Aim> Transcribe the passage from the Kauai travel essay below, starting with "There was no" and going on through "sensing a story.".

Extracted text>
^^^^
Yes, star crossed in pleasure the stream flows on by.
Yes, as we're sated in leisure, we watch it fly.
And time waits for no one, and it won't wait for me.
And time waits for no one, and it won't wait for me.
- Jaggar/Richards, 1974, Time Waits for No One
My husband trekked to Kauai twenty-seven years ago before Princeville Hotel was built, when Smith’s Fern Grotto was the major tourist attraction. His visit pre-dated the arrival of post-Vietnam vets who managed to parley their combat experience by flying headlong over the islands canyons and craters, creating in their wake the wildly popular helicopter sightseeing adventures now nearly ubiquitous to Hawaii.
Back then he had been content to hang out in an architecturally unappealing, politically incorrect and environmentally unconcerned ramshackle condo on the great plains of Princeville long before it was an ultra-chic symbol of success. He rented next door to a few musicians who were wallowing in their early brushes with phenomenal fame; a couple of blokes named Keith Richards, Bill Wyman and Charlie Watts who rocked the lava cliffs and in their attempt to get some satisfaction, while my husband tried to get sleep and make his early tee times.
There was no Jurassic Park, Lost World or even Fantasy Island imagery providing an everyman connection yet to Kauai
.
"So, what was here back then?" I asked, sensing a story.
"Golf, luau’s, Smith’s Fern Grotto. Not much!"
"What is Smith’s Fern Grotto?"
My husband recalled torch lighting, dancing girls, beautiful gardens, and a unique fern cave amphitheater approachable only by watercraft.
"It’s not like anything you’ve ever seen," was his comment on its "cool" factor. "I wonder what it‘s like now?" he added somewhat wistfully.
So we headed immediately to the mouth of the Wailua river, the only navigable river in the Hawaiian islands, on a mission to find out.
The Smith family’s venerable institution has dished up visions of paradise to tourists for over fifty years. About now, Smith’s Paradise could use a little touch up. The fleet of flat-bottomed pontoon crafts that ply the river several times daily have clearly seen a few rough seas. The effects of time and hurricane Iniki are visible in both the crafts and the surrounding grounds. Although the complex still hosts one of the island’s most popular luau’s and the adjacent botanical gardens are lovely enough, the visitor’s "terminal" is weather-worn and dated. I envisioned the specter of tourists past; those enthusiastic souls who broke ground on Hawaii’s tourist industry with the advent of commercial flights to the world’s most remote tropical islands, now wandering the grounds amid the peacocks and roosters.
^^^^
Given information>
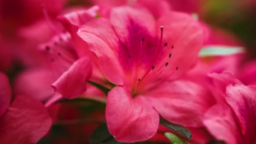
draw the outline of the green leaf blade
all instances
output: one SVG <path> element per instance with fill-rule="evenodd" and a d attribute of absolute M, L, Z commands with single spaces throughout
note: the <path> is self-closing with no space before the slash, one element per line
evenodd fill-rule
<path fill-rule="evenodd" d="M 187 143 L 182 141 L 179 137 L 173 133 L 165 133 L 165 136 L 169 139 L 173 144 L 187 144 Z"/>
<path fill-rule="evenodd" d="M 240 47 L 208 45 L 203 48 L 199 52 L 199 57 L 229 56 L 243 53 L 245 49 Z"/>

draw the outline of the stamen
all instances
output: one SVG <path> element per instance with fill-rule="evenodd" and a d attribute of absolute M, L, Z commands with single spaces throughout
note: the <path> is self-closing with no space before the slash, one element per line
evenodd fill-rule
<path fill-rule="evenodd" d="M 155 66 L 153 65 L 153 66 L 152 66 L 152 70 L 154 69 L 154 68 L 155 68 Z"/>
<path fill-rule="evenodd" d="M 49 47 L 49 46 L 46 46 L 45 47 L 45 49 L 46 50 L 46 51 L 49 51 L 50 50 L 50 47 Z"/>

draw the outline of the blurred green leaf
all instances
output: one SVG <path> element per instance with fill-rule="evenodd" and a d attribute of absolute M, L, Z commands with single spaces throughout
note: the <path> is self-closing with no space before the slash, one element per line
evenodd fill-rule
<path fill-rule="evenodd" d="M 203 48 L 199 52 L 200 57 L 228 56 L 245 52 L 244 49 L 239 47 L 208 46 Z"/>
<path fill-rule="evenodd" d="M 170 133 L 165 133 L 165 136 L 170 140 L 173 144 L 187 144 L 187 143 L 180 139 L 175 134 Z"/>
<path fill-rule="evenodd" d="M 175 132 L 176 132 L 188 139 L 191 139 L 192 137 L 191 132 L 187 128 L 172 123 L 161 117 L 160 119 L 160 125 L 165 126 Z"/>
<path fill-rule="evenodd" d="M 90 137 L 91 144 L 126 144 L 117 141 L 109 132 L 107 124 L 103 123 L 92 132 Z"/>
<path fill-rule="evenodd" d="M 90 80 L 87 80 L 87 82 L 89 83 L 91 85 L 94 86 L 96 88 L 99 88 L 99 90 L 101 91 L 105 95 L 107 96 L 107 93 L 108 92 L 110 91 L 110 90 L 107 88 L 105 87 L 103 85 L 101 85 L 99 83 L 95 83 L 94 82 L 93 82 Z"/>

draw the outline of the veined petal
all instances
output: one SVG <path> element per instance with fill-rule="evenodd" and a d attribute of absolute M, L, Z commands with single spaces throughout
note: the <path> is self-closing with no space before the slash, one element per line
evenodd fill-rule
<path fill-rule="evenodd" d="M 195 64 L 203 46 L 204 28 L 191 15 L 175 11 L 157 20 L 157 27 L 161 26 L 163 27 L 163 42 L 167 45 L 161 50 L 157 65 L 169 63 L 163 71 L 163 77 L 178 70 L 169 77 L 172 79 Z M 160 37 L 160 30 L 157 29 L 158 37 Z"/>
<path fill-rule="evenodd" d="M 159 115 L 150 101 L 140 96 L 133 99 L 131 94 L 117 86 L 108 95 L 106 118 L 109 131 L 120 142 L 148 139 L 158 127 Z"/>
<path fill-rule="evenodd" d="M 238 118 L 244 135 L 244 143 L 256 141 L 256 87 L 229 85 L 226 100 Z"/>
<path fill-rule="evenodd" d="M 64 97 L 74 99 L 86 90 L 87 80 L 91 74 L 90 59 L 83 57 L 74 63 L 51 86 Z"/>
<path fill-rule="evenodd" d="M 226 103 L 217 104 L 209 109 L 205 115 L 203 123 L 216 138 L 228 144 L 238 144 L 236 138 L 242 136 L 239 134 L 233 112 Z"/>
<path fill-rule="evenodd" d="M 202 126 L 204 113 L 214 103 L 204 87 L 184 80 L 163 83 L 148 94 L 162 117 L 186 126 Z"/>
<path fill-rule="evenodd" d="M 112 83 L 123 85 L 124 74 L 117 56 L 118 39 L 108 21 L 101 18 L 92 20 L 81 26 L 77 34 L 99 58 L 103 75 Z"/>
<path fill-rule="evenodd" d="M 46 134 L 52 121 L 43 105 L 19 95 L 0 118 L 0 141 L 3 144 L 35 144 Z"/>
^^^^
Reply>
There was no Jurassic Park, Lost World or even Fantasy Island imagery providing an everyman connection yet to Kauai
.
"So, what was here back then?" I asked, sensing a story.